Task goal: Since only part of the records is wanted, repeat exactly the lines from the one containing "Where can the heron's foot" through the last line, both included.

Exercise materials:
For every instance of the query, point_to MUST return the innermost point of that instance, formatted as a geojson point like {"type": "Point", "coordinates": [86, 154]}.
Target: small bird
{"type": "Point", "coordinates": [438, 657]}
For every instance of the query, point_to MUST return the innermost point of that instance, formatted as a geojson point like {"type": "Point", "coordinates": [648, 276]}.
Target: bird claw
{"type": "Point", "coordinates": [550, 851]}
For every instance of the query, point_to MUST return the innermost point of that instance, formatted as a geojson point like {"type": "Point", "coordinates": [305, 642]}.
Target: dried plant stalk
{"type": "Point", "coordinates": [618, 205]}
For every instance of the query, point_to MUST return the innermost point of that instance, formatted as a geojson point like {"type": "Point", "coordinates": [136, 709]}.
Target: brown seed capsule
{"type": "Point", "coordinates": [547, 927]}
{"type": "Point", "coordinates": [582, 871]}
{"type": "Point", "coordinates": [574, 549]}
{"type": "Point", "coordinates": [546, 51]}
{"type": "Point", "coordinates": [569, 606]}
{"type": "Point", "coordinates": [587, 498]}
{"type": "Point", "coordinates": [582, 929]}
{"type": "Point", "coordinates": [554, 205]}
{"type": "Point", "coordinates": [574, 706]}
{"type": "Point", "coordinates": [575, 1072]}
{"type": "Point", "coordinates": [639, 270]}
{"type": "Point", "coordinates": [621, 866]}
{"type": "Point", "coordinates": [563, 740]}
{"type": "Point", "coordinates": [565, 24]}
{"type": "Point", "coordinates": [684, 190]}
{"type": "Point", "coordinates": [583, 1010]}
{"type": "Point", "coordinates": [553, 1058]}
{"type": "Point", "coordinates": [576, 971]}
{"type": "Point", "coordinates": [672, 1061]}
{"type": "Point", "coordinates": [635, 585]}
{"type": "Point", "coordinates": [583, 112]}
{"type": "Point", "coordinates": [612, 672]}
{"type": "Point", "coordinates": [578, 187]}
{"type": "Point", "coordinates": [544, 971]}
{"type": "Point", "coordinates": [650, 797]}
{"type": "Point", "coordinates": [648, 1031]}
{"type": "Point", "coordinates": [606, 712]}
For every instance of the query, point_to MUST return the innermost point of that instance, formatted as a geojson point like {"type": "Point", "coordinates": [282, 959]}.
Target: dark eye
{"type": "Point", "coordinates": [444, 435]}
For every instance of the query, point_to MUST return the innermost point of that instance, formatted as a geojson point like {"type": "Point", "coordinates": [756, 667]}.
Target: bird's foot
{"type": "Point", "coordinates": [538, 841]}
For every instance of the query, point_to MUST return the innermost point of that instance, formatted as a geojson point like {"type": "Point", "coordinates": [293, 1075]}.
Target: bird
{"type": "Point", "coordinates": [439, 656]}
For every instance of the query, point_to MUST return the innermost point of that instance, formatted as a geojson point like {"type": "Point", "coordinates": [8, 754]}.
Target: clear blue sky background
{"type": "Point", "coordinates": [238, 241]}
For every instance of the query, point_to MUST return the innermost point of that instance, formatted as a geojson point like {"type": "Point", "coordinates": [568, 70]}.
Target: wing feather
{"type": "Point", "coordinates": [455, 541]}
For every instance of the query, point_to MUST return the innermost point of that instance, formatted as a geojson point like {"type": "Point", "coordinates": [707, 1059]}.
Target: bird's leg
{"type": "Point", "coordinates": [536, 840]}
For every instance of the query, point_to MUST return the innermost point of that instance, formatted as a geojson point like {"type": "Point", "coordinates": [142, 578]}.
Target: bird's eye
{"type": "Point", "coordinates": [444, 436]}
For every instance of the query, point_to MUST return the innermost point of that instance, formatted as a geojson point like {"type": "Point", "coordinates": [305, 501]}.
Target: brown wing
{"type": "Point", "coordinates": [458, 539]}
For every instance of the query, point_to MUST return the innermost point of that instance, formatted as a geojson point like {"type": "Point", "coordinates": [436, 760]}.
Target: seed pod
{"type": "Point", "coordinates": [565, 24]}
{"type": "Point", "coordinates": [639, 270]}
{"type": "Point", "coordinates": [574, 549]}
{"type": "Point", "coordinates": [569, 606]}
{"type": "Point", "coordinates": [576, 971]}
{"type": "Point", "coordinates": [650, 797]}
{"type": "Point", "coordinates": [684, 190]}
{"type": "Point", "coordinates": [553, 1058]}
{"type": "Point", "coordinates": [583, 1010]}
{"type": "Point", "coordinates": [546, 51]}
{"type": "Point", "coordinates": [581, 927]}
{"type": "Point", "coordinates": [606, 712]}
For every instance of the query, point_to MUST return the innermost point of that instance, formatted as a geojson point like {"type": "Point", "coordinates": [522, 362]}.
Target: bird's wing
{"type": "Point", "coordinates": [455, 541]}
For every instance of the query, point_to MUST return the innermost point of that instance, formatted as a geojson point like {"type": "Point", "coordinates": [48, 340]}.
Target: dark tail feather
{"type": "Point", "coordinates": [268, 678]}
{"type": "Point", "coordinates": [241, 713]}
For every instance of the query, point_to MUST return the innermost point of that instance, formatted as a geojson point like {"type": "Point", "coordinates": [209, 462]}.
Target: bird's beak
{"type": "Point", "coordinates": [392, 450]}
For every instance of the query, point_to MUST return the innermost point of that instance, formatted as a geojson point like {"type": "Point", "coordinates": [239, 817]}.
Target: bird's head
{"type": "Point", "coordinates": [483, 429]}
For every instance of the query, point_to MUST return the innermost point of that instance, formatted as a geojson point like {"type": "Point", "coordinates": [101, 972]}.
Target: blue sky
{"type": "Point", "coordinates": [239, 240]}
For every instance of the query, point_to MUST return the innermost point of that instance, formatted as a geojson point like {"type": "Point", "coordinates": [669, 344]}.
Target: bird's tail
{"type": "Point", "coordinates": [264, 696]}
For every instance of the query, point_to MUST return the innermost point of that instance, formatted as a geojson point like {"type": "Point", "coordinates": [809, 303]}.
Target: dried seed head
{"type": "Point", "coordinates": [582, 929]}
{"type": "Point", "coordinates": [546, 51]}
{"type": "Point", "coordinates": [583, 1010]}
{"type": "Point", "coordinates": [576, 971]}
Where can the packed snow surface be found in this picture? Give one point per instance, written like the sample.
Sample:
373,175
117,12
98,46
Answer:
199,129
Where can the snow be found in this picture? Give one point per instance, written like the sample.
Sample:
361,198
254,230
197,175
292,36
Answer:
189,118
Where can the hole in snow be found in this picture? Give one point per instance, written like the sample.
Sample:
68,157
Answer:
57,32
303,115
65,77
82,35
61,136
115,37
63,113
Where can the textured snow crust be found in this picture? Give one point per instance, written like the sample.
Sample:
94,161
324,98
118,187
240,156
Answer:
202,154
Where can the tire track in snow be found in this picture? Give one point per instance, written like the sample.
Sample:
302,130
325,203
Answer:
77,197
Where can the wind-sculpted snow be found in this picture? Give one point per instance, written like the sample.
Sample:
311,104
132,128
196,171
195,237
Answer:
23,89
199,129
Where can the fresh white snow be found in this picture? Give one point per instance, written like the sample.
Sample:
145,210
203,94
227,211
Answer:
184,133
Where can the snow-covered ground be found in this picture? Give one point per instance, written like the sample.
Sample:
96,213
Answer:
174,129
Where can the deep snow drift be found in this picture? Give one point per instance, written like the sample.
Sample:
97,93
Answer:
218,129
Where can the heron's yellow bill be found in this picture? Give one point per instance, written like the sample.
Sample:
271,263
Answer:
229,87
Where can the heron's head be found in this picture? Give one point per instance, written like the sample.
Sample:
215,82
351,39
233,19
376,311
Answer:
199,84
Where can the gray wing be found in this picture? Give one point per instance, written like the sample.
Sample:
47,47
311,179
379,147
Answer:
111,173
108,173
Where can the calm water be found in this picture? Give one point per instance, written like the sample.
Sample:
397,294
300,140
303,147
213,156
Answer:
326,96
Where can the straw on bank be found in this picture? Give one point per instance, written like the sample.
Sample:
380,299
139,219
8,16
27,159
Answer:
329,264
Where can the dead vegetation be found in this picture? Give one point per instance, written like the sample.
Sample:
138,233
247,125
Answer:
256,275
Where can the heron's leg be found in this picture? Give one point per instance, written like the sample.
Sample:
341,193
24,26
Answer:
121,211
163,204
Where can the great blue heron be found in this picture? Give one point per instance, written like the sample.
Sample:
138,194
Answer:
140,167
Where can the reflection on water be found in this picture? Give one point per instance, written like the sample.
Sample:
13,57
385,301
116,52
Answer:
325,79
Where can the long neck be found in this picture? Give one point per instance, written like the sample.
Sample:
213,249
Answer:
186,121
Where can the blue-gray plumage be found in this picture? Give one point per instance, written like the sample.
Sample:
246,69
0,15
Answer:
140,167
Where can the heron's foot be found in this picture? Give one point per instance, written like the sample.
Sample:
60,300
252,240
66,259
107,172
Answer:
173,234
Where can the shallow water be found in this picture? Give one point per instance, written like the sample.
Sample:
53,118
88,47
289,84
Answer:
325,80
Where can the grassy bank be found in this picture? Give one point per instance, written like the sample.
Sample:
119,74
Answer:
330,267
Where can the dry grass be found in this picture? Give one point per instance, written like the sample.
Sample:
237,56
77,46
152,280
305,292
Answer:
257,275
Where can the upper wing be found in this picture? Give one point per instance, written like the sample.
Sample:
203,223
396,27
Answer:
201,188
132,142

Expected answer:
Where can the heron's foot be found in this picture? Give one point per instance, written like the sample.
Sample:
60,300
252,240
66,259
107,172
Answer:
173,234
Where can the shallow water be found in this picture? Give one point per instance, written like the sample.
Sample:
53,118
88,47
289,84
Answer:
325,80
Where can the grassy bank be found in this picture? Give one point per instance, written like the sample.
Sample:
119,74
Answer:
330,267
Where can the dry grass be found in this picture? Give one point per instance, written like the sample.
Sample:
237,56
77,46
152,280
305,292
Answer:
257,275
Where can the upper wing be found in this picture? Give one point per instance, written like the sample.
Sample:
203,223
396,27
Answer:
201,188
132,142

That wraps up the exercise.